### EXERCISE INSTRUCTIONS
Render the rows below as a JSON list of strings, with one string per line and no blank lines. Omit the pictures from the list.
** start of DATASET EXTRACT **
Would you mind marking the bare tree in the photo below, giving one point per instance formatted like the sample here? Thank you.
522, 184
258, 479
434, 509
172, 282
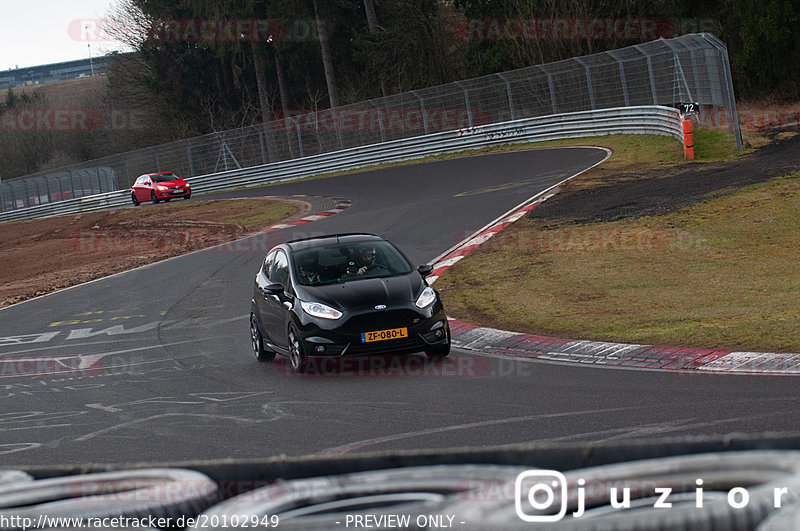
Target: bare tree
372, 24
327, 58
** end of DATASET EXTRACT **
### FULL ANSWER
[
  "Would you mind marking the bare tree in the photo below, giving one point per instance formatted like the sample here? Thank you.",
  "522, 184",
  "258, 479",
  "434, 509",
  "172, 282",
  "Target: bare tree",
  "372, 24",
  "327, 58"
]